***** DATA FOR REVIEW
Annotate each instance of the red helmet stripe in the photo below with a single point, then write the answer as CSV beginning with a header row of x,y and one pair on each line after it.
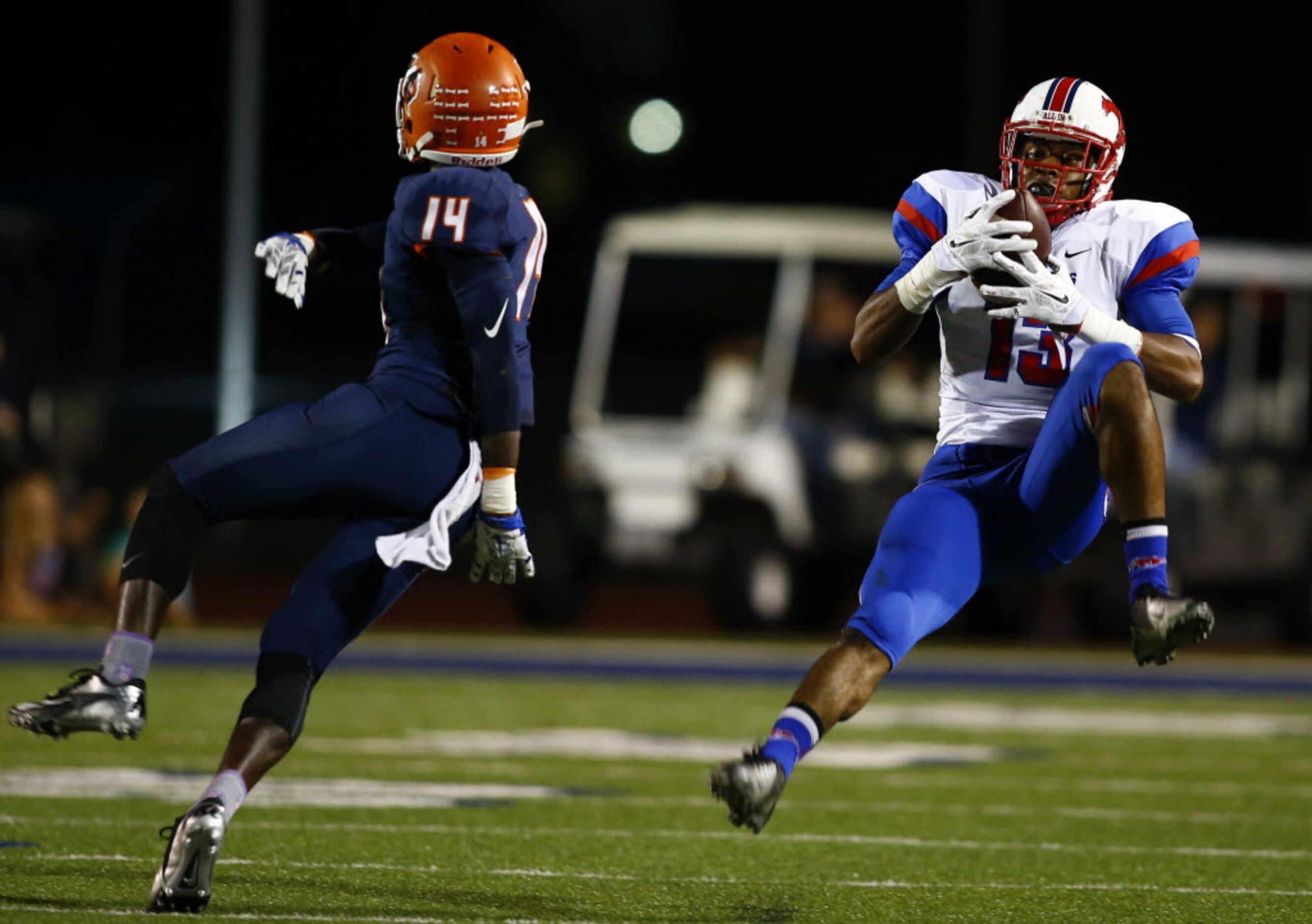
x,y
1161,264
910,212
1061,93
**********
**WORK TASK:**
Repeat the data exactly as written, but without the pictures.

**YOUR RESPONSE:**
Annotate each instance of the red helmet stripe in the photo below with a single point, then write the answer as CSV beginning with a header row of x,y and one pair on each line after it.
x,y
1161,264
910,212
1061,93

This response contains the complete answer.